_Passage provided_
The future of teaching?

I want to quickly post about something that really disturbed and interested me when I saw it this week. Please watch this quick news broadcast about new teaching methods in Japan:

Now I'm sure many of you are thinking: "That will never replace me as a teacher." Well, maybe not, but let us look at the state of education around the world. We are moving toward greater and greater strictures upon education through systematic education and standardized testing. Many teachers are lamenting this standardization, and therefore either reacting against it, or teaching only toward the test so as to receive lauds and funding.

So if we desire a completely standard, "unbiased", inclusive classroom, knowing exactly what we are going to get from our child's classroom teacher, wouldn't a robot be the best option? A robot only follows its programming, and therefore could teach content in exactly the same way, and utilizing its data banks to provide other methods to present data to students. You know exactly what, and how your students will be taught, in a completely standard and systematic way.

Of course, many of you know I can not be serious about this assertion that we should be replaced by robots, the very idea is preposterous. However, people said the same thing when Starbucks went to computerized espresso machines so that it removed the variability that customers would receive from barista to barista. Now you can go to any Starbucks in the country and get that same over-roasted, burnt, too watery latté that you know and love.

_Your goal_
Continue the blog post about robot teachers and standardized education, starting after its final sentence.

_Record excerpts_
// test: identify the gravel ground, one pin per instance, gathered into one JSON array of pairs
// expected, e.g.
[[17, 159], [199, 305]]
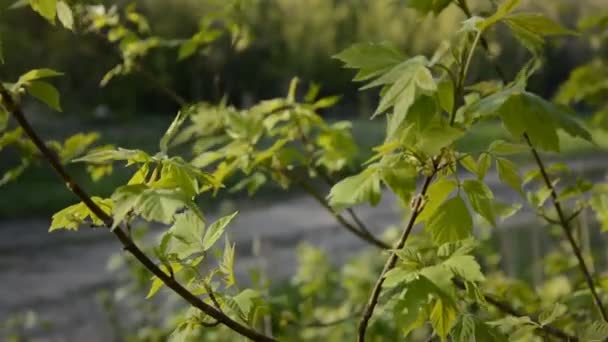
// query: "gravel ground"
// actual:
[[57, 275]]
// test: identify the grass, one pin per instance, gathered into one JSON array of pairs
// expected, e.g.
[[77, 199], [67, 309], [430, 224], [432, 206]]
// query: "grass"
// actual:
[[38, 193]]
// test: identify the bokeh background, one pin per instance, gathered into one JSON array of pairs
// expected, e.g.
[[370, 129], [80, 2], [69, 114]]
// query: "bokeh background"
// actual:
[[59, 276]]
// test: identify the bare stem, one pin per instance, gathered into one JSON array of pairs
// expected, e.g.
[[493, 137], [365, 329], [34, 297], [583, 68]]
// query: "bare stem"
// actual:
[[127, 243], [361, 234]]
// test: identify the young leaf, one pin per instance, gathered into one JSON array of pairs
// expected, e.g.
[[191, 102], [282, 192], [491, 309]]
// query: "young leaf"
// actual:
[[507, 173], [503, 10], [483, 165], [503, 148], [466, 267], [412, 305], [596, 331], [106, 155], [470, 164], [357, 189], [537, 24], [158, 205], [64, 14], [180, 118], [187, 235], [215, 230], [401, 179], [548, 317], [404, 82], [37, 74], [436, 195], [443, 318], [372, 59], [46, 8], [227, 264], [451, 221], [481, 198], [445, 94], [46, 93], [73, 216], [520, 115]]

_Output_
Some day we may be replaced by androids, but until that day, I think all our jobs our safe; at least if you prefer to work outside of Japan.

1 comment:

  1. Nathan, this is absolutely incredible! I had just posted a discussion in another class on the idea of robots in schools. It ran more along the lines of having a teacher monitoring dress code so that teachers did not have the awkward task of telling students to cover up, especially the male teachers.

    The overall idea is absolutely ridiculous. Yes, students are paying attention because it's a new "toy" as my mother would say. I'd love to see an update after they've had a year of instruction, though! What happens if a students asks for an extension on an assignment? How many variations of responses does this thing have?!